By 1920, the Grand National Assembly of elected representatives was in full swing in Ankara. Indeed, on April 29, 1920, it voted “a draconian law of high treason, prescribing the death penalty for anyone who challenged its legitimacy. On 1 May, [Constantinople] responded by sentencing to death Mustafa Kemal and a number of his supporters.” (23) Undeterred, Mustafa Kemal continued to forge the secular political structure of newborn Turkey.
The Allies became increasingly irate at the brilliant organizing of the nationalists in Anatolia and between April 19 and 26, 1920, proceeded with the partitioning of Turkey. Egged on by British Prime Minister Lloyd George, Greek Prime Minister Venizelos dispatched the Greek army on June 21, 1920 into the interior of Anatolia and eastern Thrace. Bursa, Anatolia, fell on July 8, 1920. The Greek army continued eastward as Mustafa Kemal and the nationalists and the Anatolian people observed with horror.
On August 10, 1920, in Sevres, a suburb of Paris, Ottoman government officials representing Sultan Vahdettin signed the Treaty of Sevres, which put an official end to the Ottoman Empire in all but name. The Ottoman government officials, including the sultan, who accepted the Sevres treaty were traitors, said the nationalist government in Ankara. Under the treaty, the sultan retained Constantinople, but under Allied control, “and the rest of Anatolia, apart from large zones of influence granted under a separate document to France in the south-east, and to Italy in the south. Foreigners would retain the privileged status which they had enjoyed under the capitulations. No patriotic Turk could be expected to accept such a dispensation,” notes Mango. (24)

[Extracted data entries]

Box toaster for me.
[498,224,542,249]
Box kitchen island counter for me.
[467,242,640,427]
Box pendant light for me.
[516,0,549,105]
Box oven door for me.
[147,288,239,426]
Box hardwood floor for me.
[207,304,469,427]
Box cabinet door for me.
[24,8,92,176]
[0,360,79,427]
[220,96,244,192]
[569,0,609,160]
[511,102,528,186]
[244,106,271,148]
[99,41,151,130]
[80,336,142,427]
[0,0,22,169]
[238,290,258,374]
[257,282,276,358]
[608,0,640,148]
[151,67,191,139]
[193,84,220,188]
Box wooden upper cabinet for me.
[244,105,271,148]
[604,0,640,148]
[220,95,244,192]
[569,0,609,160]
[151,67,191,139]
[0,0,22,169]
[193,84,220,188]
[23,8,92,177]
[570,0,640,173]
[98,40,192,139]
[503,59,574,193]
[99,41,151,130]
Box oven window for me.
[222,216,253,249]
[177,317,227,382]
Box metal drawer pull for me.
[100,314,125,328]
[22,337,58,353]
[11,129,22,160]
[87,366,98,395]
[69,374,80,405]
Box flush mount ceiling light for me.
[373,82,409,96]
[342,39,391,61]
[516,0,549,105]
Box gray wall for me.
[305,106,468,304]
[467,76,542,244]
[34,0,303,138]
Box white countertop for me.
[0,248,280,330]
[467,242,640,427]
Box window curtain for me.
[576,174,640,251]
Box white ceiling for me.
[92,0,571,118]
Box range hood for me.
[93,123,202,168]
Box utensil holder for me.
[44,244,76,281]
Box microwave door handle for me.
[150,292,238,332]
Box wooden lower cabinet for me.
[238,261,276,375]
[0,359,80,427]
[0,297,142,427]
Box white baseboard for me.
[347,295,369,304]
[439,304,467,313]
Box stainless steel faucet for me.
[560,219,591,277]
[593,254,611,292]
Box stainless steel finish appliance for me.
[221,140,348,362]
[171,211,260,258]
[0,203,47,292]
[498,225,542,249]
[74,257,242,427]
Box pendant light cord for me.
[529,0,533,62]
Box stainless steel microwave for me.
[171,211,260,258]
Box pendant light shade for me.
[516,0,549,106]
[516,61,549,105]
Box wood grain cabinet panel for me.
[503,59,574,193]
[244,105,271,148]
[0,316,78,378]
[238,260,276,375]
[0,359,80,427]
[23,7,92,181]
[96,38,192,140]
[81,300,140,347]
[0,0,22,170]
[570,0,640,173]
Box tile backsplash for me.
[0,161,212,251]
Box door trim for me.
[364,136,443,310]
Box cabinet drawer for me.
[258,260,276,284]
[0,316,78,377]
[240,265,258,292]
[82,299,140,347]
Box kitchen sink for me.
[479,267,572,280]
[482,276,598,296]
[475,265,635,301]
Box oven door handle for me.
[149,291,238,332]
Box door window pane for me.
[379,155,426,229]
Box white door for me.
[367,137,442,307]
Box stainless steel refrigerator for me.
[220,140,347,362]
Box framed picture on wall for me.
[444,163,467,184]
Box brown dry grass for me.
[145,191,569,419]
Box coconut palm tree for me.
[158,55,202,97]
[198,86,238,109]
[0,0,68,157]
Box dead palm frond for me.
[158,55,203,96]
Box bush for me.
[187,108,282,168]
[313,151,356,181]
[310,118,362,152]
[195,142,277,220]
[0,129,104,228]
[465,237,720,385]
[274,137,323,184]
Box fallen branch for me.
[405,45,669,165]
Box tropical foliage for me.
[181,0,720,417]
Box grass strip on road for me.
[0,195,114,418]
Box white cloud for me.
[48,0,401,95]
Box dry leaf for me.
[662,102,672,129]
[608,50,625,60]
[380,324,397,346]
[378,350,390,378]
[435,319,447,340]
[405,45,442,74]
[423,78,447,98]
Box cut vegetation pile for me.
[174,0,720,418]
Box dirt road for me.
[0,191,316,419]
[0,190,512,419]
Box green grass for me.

▶ **Prompt 1**
Name every person mentioned in the text about the Treaty of Sevres.
▶ **Prompt 2**
In the records, take the lines from the one containing "Box window curtain for me." through the one containing "[529,0,533,62]", swap "stainless steel" for "brushed metal", and write those lines out again with nothing else changed.

▶ **Right answer 1**
Mustafa Kemal, Lloyd George, Venizelos, Sultan Vahdettin, Mango

▶ **Right answer 2**
Box window curtain for me.
[576,174,640,251]
Box white ceiling for me.
[92,0,571,118]
Box range hood for me.
[93,123,202,168]
Box utensil holder for me.
[44,244,76,281]
Box microwave door handle for me.
[150,292,238,332]
Box wooden lower cabinet for me.
[238,261,276,375]
[0,359,80,427]
[0,297,142,427]
Box white baseboard for me.
[347,295,369,304]
[439,304,467,313]
Box brushed metal faucet for me.
[560,219,591,277]
[593,254,611,292]
Box brushed metal finish appliance for me.
[221,140,348,362]
[171,211,260,258]
[0,203,47,292]
[498,225,542,249]
[74,257,242,427]
Box pendant light cord for me.
[529,0,533,62]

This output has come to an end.